= TASK PROMPT =
Both the line containing "Query: ski track in snow" and the last line of the listing are included: write out exactly the lines from one to the other.

= PROVIDED DATA =
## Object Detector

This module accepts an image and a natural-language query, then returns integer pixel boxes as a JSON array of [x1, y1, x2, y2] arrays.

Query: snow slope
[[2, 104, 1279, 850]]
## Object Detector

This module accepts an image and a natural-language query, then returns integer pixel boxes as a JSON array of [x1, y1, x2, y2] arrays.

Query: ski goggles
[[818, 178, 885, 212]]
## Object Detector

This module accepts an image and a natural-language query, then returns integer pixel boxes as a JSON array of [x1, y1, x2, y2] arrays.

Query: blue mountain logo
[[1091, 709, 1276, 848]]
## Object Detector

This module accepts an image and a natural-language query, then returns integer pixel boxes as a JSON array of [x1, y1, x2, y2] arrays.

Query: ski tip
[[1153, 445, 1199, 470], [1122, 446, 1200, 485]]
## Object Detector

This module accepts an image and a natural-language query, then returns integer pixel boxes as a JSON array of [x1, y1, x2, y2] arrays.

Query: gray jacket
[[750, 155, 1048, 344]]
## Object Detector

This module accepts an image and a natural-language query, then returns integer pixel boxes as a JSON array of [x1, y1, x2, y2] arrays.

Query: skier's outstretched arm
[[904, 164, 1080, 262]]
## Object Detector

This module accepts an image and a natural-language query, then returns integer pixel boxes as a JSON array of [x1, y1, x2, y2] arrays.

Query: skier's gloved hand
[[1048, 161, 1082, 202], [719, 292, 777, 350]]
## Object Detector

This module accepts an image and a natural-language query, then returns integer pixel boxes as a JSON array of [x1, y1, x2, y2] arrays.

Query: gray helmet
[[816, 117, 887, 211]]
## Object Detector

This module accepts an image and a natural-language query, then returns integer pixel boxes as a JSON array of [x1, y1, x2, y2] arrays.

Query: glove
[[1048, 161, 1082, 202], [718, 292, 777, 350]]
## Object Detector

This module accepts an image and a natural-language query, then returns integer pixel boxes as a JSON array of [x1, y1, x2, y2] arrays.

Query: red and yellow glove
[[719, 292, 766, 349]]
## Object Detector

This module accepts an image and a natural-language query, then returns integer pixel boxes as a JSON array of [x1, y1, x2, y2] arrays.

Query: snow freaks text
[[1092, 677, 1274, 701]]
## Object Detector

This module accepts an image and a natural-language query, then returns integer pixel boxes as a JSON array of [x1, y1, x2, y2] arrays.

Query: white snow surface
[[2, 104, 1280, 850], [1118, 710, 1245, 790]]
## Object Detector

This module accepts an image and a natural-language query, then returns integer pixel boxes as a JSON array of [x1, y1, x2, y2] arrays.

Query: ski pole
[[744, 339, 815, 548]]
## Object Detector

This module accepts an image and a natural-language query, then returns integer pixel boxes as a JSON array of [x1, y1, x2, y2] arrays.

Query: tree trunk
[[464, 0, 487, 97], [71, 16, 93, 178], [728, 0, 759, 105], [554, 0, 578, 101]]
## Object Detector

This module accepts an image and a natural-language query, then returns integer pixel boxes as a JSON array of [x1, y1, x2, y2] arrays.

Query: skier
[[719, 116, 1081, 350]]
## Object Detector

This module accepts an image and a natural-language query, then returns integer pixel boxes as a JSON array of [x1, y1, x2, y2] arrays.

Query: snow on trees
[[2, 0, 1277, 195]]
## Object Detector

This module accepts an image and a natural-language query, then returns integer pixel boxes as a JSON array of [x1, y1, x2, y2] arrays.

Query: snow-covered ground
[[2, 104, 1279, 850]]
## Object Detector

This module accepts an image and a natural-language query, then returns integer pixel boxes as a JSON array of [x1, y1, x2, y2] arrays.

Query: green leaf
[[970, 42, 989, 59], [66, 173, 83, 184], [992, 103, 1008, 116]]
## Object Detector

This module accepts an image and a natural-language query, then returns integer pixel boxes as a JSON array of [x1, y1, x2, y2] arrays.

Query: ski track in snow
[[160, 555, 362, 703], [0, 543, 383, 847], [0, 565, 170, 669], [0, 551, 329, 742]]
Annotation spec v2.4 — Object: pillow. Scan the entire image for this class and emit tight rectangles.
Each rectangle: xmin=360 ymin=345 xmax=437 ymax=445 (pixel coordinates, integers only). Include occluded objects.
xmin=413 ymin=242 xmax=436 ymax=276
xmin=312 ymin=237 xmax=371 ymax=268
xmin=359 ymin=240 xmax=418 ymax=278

= YOUR SOLUTION =
Query: ski track in snow
[[160, 555, 362, 703], [0, 543, 383, 847], [0, 565, 170, 669], [0, 551, 329, 742]]
Annotation spec v2.4 — Object: pillow. Scan the entire image for this class and emit tight rectangles.
Each rectangle: xmin=360 ymin=345 xmax=437 ymax=445 (pixel coordinates, integers only). Include occluded objects.
xmin=413 ymin=242 xmax=436 ymax=276
xmin=312 ymin=237 xmax=371 ymax=268
xmin=359 ymin=240 xmax=418 ymax=278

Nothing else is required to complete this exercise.